- [PROBLEM DETAILS] Write out verbatim the portion of the passage on contraception and religious liberty from "Second, contraception is" to "do serious damage.".

Let’s take a quick look at each of these four points.

First, contraception is not health care. No “can of worms” is opened because unlike religious liberty arguments against legitimate health care services such as blood transfusions or certain vaccines, contraception does not promote health and proper function. In fact, its primary purpose is temporarily to shut down a woman’s reproductive physiology and manipulate her system by hormones to act contrary to her nature. Its goal is literally to transform healthy function to dysfunction.


Second, contraception is the opposite of health care. Putting aside the grave consequences that contraception has had on the denigration of marriage, the breakdown of the family, neighborhood and community, as well as the very dangerous de-population implosion of the western world (see on this), contraception does havoc on the body ecology of women, filling them with unnatural hormones that do serious damage.

Third, it is common knowledge that Plan B — sometimes called the morning after pill or emergency contraception — as well as intrauterine devices (the IUD) have back-up mechanisms that abort small children. in its more politically safe language states it this way, “(It) prevents implantation of a fertilized egg in the uterus by altering its lining.” What is not common knowledge is that the birth control pill does the same thing, by “..making the lining of the womb inhospitable for implantation.” All of these “contraceptives” have back-up mechanisms that in effect kill tiny human beings; and countless women who have taken the pill may have unwittingly had multiple abortions without ever knowing it. People need to be aware of this.

Fourth, religious liberty is a human right that the Constitution recognizes. No person should be forced by government to violate their conscience. If a potential employee does not like what a company covers they can apply elsewhere, just as if a Jewish restaurant does not serve pork a potential customer may eat elsewhere.

- [MATERIAL SHOWN]

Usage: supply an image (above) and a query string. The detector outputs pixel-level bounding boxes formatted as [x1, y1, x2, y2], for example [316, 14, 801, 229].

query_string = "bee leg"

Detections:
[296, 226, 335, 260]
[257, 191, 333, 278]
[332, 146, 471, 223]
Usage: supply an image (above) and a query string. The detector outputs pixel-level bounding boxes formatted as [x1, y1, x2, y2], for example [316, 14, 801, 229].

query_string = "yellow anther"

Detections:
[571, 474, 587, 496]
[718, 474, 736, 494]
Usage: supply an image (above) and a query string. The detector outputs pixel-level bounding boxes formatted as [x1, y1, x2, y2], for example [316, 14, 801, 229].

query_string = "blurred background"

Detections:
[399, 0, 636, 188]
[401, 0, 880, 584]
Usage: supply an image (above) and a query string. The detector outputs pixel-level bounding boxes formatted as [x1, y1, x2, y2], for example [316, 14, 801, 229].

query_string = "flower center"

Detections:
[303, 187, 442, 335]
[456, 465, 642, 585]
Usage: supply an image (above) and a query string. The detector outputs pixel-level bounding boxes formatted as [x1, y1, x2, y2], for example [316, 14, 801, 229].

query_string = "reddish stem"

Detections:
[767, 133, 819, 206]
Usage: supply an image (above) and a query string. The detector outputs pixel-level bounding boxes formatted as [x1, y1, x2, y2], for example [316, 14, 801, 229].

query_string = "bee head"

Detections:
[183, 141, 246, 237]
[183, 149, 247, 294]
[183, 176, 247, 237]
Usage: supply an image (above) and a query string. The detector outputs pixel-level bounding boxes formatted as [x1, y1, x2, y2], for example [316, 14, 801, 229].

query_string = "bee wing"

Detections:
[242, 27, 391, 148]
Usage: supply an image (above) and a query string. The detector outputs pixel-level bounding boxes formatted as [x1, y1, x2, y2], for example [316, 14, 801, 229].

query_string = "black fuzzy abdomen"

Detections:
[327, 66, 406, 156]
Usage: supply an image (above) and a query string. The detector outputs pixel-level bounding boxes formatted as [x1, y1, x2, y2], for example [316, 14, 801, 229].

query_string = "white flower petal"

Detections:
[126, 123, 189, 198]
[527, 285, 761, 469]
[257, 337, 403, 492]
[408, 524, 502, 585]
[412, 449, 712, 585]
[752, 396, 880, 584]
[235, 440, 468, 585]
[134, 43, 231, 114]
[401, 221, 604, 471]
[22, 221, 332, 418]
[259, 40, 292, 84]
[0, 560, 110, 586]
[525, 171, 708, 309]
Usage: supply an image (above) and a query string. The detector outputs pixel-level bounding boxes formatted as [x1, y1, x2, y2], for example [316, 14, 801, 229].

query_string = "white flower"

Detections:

- [RESULT]
Second, contraception is the opposite of health care. Putting aside the grave consequences that contraception has had on the denigration of marriage, the breakdown of the family, neighborhood and community, as well as the very dangerous de-population implosion of the western world (see on this), contraception does havoc on the body ecology of women, filling them with unnatural hormones that do serious damage.